• [KUTIPAN BACAAN]:
- - - - -

Waisak 2555: Tzu Chi Bandung

Jurnalis : Galvan (Tzu Chi Bandung), Fotografer : Galvan & Edy Kurniawan (Tzu Chi Bandung)
 
 

fotoKetua Tzu Chi Bandung Herman Widjaja membawa pelita pada perayaan Waisak, Hari Tzu Chi, dan Hari Ibu Internasional pada Minggu, 8 Mei 2011.

Minggu, 8 Mei 2011, bertempat di Gedung Panguyuban Marga Lie, Jl. Mekar Cemerlang No.1, Komp. Mekar Wangi, Soekarno Hatta, Bandung, para relawan Tzu Chi Bandung merayakan hari Waisak 2555/2011 yang juga bertepatan dengan Hari Tzu Chi  dan Hari Ibu Internasional.

- - - - -

• [PETUNJUK TUGAS]: Tuliskan kembali bagian kutipan tentang perayaan Waisak di Bandung di atas, mulai dari "Jurnalis : Galvan" dan berakhir pada "8 Mei 2011.".

• [BARIS DATA]:
- - - - -

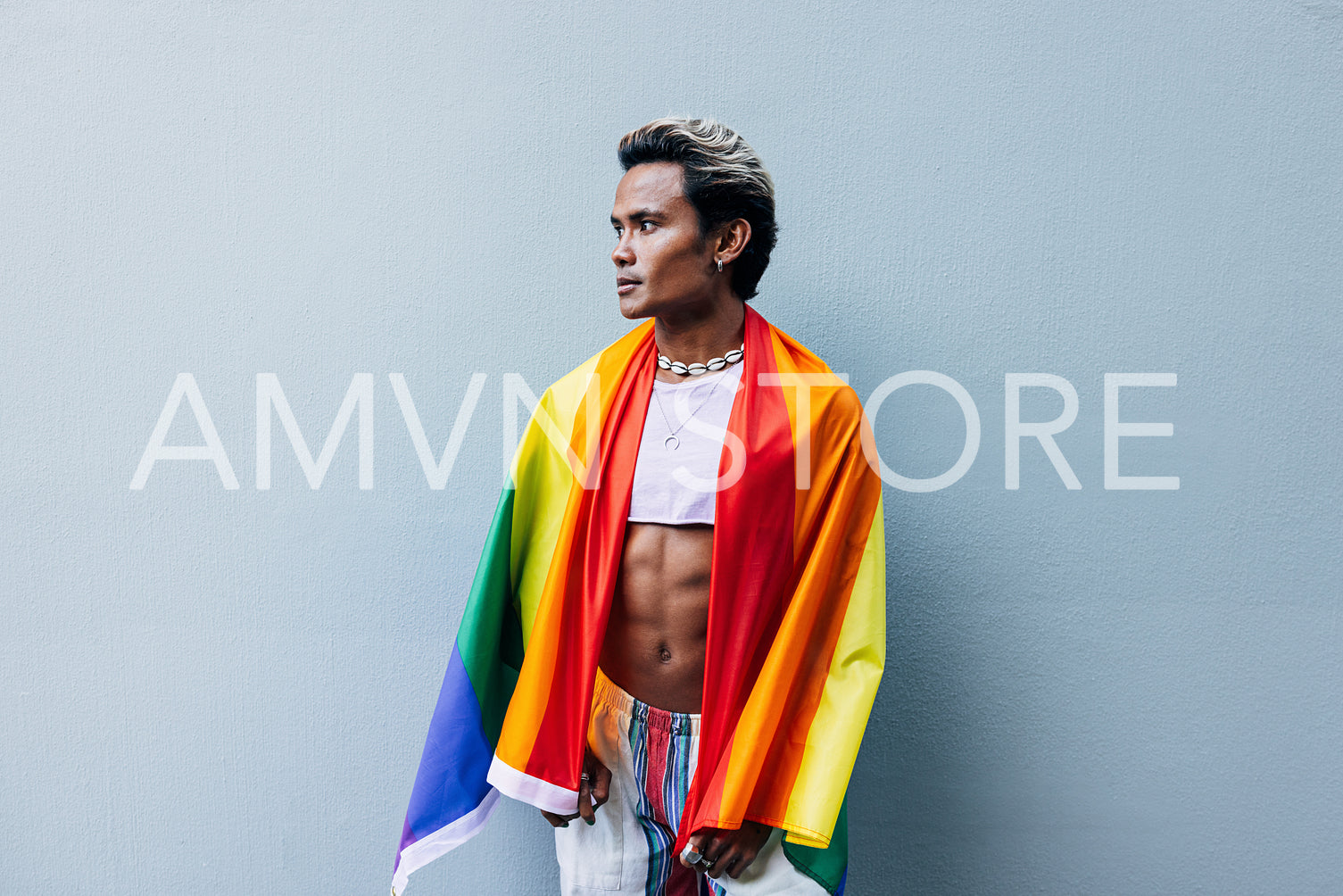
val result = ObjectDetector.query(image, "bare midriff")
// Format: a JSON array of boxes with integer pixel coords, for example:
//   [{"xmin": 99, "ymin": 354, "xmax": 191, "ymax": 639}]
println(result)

- - - - -

• [JAWABAN TUGAS]:
Jurnalis : Galvan (Tzu Chi Bandung), Fotografer : Galvan & Edy Kurniawan (Tzu Chi Bandung)
 
 

fotoKetua Tzu Chi Bandung Herman Widjaja membawa pelita pada perayaan Waisak, Hari Tzu Chi, dan Hari Ibu Internasional pada Minggu, 8 Mei 2011.